> **Data section**:
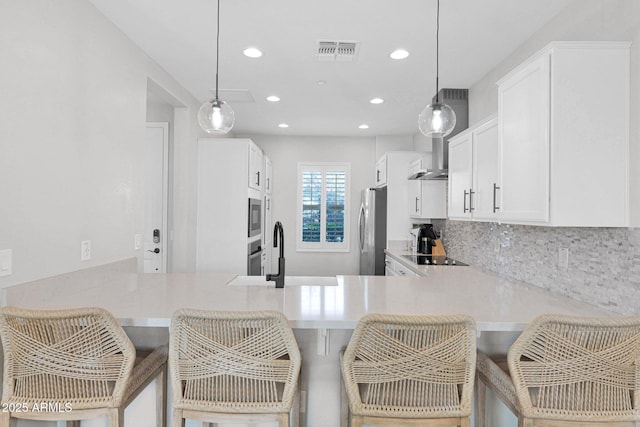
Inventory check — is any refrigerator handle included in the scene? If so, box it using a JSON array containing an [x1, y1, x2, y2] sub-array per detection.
[[358, 205, 364, 253]]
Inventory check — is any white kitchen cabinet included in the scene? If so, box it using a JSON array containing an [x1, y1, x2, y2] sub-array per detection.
[[196, 138, 264, 275], [449, 131, 473, 219], [248, 142, 264, 190], [262, 193, 273, 274], [264, 155, 273, 194], [407, 153, 447, 221], [376, 154, 387, 188], [471, 117, 502, 221], [449, 117, 501, 221], [498, 42, 630, 227]]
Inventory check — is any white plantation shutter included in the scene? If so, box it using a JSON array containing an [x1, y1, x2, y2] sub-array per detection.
[[325, 171, 345, 242], [296, 163, 351, 251]]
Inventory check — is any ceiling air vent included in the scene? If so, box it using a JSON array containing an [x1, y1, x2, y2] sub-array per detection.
[[317, 40, 360, 62]]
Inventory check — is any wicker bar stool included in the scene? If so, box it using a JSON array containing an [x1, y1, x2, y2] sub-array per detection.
[[341, 314, 476, 427], [475, 315, 640, 427], [169, 309, 301, 427], [0, 307, 167, 427]]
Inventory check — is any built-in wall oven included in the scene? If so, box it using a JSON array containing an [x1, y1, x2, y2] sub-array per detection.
[[247, 199, 262, 237]]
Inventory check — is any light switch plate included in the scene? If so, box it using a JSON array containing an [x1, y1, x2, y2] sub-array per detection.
[[0, 249, 13, 277], [558, 248, 569, 270], [80, 240, 91, 261]]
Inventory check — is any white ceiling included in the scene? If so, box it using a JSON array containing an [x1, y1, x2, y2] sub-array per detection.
[[90, 0, 571, 136]]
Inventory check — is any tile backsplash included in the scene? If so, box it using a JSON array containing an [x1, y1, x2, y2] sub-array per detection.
[[434, 220, 640, 315]]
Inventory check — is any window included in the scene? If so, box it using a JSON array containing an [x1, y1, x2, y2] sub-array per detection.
[[296, 163, 351, 252]]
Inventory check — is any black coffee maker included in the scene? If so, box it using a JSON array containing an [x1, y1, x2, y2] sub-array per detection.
[[417, 224, 438, 255]]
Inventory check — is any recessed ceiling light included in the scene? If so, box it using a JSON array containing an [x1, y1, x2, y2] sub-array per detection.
[[389, 49, 409, 59], [242, 47, 262, 58]]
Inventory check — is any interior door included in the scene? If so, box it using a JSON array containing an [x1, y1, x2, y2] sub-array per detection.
[[143, 122, 169, 273]]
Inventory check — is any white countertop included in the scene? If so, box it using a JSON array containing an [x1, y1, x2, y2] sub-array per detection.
[[3, 260, 615, 331], [384, 249, 470, 276]]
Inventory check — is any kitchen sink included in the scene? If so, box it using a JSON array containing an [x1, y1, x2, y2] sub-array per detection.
[[227, 276, 338, 288]]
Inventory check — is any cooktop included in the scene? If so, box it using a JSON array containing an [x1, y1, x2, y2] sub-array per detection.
[[402, 254, 469, 266]]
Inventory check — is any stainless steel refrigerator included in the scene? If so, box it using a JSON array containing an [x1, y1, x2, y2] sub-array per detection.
[[358, 188, 387, 276]]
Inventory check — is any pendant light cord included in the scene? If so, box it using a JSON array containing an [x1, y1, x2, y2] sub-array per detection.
[[436, 0, 440, 104], [216, 0, 220, 101]]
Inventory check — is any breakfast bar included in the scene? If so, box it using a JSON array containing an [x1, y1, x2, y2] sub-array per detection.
[[2, 259, 614, 427]]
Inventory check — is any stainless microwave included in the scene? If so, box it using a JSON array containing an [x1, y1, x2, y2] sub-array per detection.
[[248, 199, 262, 237]]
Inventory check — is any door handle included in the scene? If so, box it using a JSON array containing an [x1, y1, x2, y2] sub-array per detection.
[[493, 182, 500, 213], [358, 205, 364, 253]]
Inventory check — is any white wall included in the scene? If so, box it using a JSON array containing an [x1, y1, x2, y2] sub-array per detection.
[[371, 135, 417, 160], [469, 0, 640, 227], [0, 0, 198, 286], [246, 135, 376, 276]]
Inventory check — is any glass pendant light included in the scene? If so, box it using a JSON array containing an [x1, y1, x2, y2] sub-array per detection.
[[198, 0, 235, 134], [418, 0, 456, 138]]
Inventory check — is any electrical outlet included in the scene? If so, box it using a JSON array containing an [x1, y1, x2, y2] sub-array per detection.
[[80, 240, 91, 261], [0, 249, 13, 277], [558, 248, 569, 270]]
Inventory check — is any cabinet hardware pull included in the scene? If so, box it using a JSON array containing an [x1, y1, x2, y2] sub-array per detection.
[[493, 182, 500, 213]]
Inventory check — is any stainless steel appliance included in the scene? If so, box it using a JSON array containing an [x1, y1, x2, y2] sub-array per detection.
[[247, 199, 262, 237], [412, 89, 469, 179], [416, 224, 438, 255], [402, 254, 469, 267], [247, 239, 262, 276], [358, 188, 387, 276]]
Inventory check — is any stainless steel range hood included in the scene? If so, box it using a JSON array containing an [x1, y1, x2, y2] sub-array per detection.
[[418, 89, 469, 179]]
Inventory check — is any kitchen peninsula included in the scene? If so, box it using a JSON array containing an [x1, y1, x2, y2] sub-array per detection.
[[2, 259, 614, 427]]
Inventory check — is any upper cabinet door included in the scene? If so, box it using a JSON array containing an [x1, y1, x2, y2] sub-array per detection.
[[264, 156, 273, 194], [376, 155, 387, 187], [449, 132, 473, 219], [248, 143, 264, 190], [498, 54, 551, 223], [473, 118, 502, 220]]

> **What to produce**: Could you reproduce all of the data above word for word, leaving the pictures out?

> **Answer to the problem**:
Inventory check — is any refrigerator handle included in the scene? If so, box it using a JSON array containing an [x1, y1, x2, y2] sub-array per detection.
[[358, 205, 364, 253]]
Inventory check — is any white kitchen cabinet included in the scene? If so, box it using a JSON array containing an [x1, y1, x2, y2] sub-array per detection.
[[196, 138, 264, 275], [449, 131, 473, 219], [248, 142, 264, 190], [262, 193, 273, 274], [264, 155, 273, 194], [407, 153, 447, 221], [376, 154, 387, 188], [471, 117, 502, 221], [449, 117, 501, 221], [498, 42, 630, 227]]
Inventory check — is any white plantation shutter included in the scene? If so, box it using a JSON array containing an [x1, y1, x2, y2] sub-array per detection.
[[325, 171, 345, 242], [296, 163, 351, 251]]
Inventory check — is any ceiling air vent included in the scene? If so, box it using a JSON array containing an [x1, y1, x2, y2] sub-array per detection.
[[317, 40, 360, 62]]
Inventory check — is any wicker bar stool included in the scene? If so, box it using a JSON array containing an [x1, y1, x2, y2] sub-array per detection.
[[341, 314, 476, 427], [475, 315, 640, 427], [169, 309, 301, 427], [0, 307, 167, 427]]
Inventory check — is any built-in wall oven included in the scene? If so, box it using a JSON array containing an [x1, y1, x2, y2] sub-array per detection.
[[247, 199, 262, 237]]
Inventory check — is any light switch plate included in the scene? If so, box it using a JSON array containing an [x1, y1, x2, y2] sub-array per detection.
[[0, 249, 13, 277], [558, 248, 569, 270], [80, 240, 91, 261]]
Inventory check — is any white ceiling included in the scene? If so, box it using a JSON array containing an [x1, y1, x2, y2] sub-array per detection.
[[90, 0, 571, 136]]
Inventory check — is any tile backsplash included in the scene? If so, box it using a JSON array containing an [x1, y1, x2, y2] sub-array per detection.
[[434, 220, 640, 315]]
Inventory check — is any window included in the scene? If so, box it using a JSON array containing an [x1, y1, x2, y2] sub-array per detection.
[[296, 163, 351, 252]]
Inventory check — is any black coffee maker included in the scene? If so, box it using a JSON array containing an [x1, y1, x2, y2] sub-array per detection.
[[417, 224, 438, 255]]
Inventory check — is any recessed ceiling light included in the scene? If so, box it using a JSON array containing an [x1, y1, x2, y2] sub-array per detection.
[[389, 49, 409, 59], [242, 47, 262, 58]]
Inventory check — is any interior door included in the scene? If so, box it using a JSON array containing an [x1, y1, x2, y2] sub-array per detection.
[[143, 122, 169, 273]]
Inventory check — is any white countertop included in the scene? If so, box it using a JSON array containing an [x1, y1, x2, y2] sub-array per detection.
[[3, 260, 615, 331], [384, 249, 470, 276]]
Inventory check — is any kitchen sink included in the scene? If so, box it using a JSON array containing an [x1, y1, x2, y2] sub-array per detection.
[[227, 276, 338, 288]]
Inventory check — is any cooktop included in the scene? If so, box it using a JSON array containing an [x1, y1, x2, y2] sub-array per detection.
[[402, 254, 469, 266]]
Inventory check — is any stainless steel refrigerator included in the scene? If so, box it using a JSON array containing an [x1, y1, x2, y2] sub-array per detection.
[[358, 188, 387, 276]]
Inventory check — is any pendant light cord included in the scene? If so, box it using a JSON array containing an [x1, y1, x2, y2] sub-array per detection.
[[436, 0, 440, 104], [216, 0, 220, 101]]
Inventory check — is any breakfast bar included in the scene? If so, box it using a JSON array containing an [x1, y1, x2, y2] sub-array per detection.
[[2, 259, 614, 427]]
Inventory check — is any stainless microwave included in the scene? If so, box it using a JSON array containing an [x1, y1, x2, y2] sub-array per detection.
[[248, 199, 262, 237]]
Inventory check — is any door handle included in the scene? If so, box it using a JSON array containing an [x1, y1, x2, y2] sub-array per detection.
[[493, 182, 500, 213], [358, 205, 364, 253]]
Inventory check — is any white wall included in the scene? If so, box it using a JSON array containing an [x1, y1, x2, y2] sub-array per detection.
[[371, 135, 417, 160], [469, 0, 640, 227], [0, 0, 198, 286], [246, 135, 376, 276]]
Inventory check — is any glass pendant light included in the scene? If so, box it using a JSON array containing an [x1, y1, x2, y2] sub-array per detection.
[[198, 0, 235, 134], [418, 0, 456, 138]]
Inventory check — is any electrical outlet included in the scene? If so, box it using a JSON array containing an [x1, y1, x2, y2] sub-array per detection.
[[80, 240, 91, 261], [0, 249, 13, 277], [558, 248, 569, 270]]
Inventory check — is any cabinet hardware pull included in the scene? If so, box it using a JSON array containing an [x1, y1, x2, y2] sub-array per detection.
[[493, 182, 500, 213]]
Inventory check — is any stainless steel appliance included in the scene? If so, box it using a JSON array containing an [x1, y1, x2, y2] sub-array per detection.
[[247, 199, 262, 237], [412, 89, 469, 179], [416, 224, 438, 255], [402, 254, 469, 267], [247, 239, 262, 276], [358, 188, 387, 276]]
Inventory check — is any stainless steel range hood included in the scene? If so, box it using a JSON array containing an [x1, y1, x2, y2] sub-array per detection.
[[418, 89, 469, 179]]
Inventory check — is any kitchen peninsula included in the scene? If so, box it using a JSON array containing an [x1, y1, x2, y2] sub-array per detection.
[[2, 259, 614, 427]]
Inventory check — is any upper cabinet door included in the scene? If so, box it using a JSON array containing an [x1, y1, x2, y2] sub-array per detection.
[[264, 156, 273, 194], [376, 155, 387, 187], [449, 132, 473, 219], [248, 143, 264, 190], [498, 54, 551, 223], [473, 118, 502, 220]]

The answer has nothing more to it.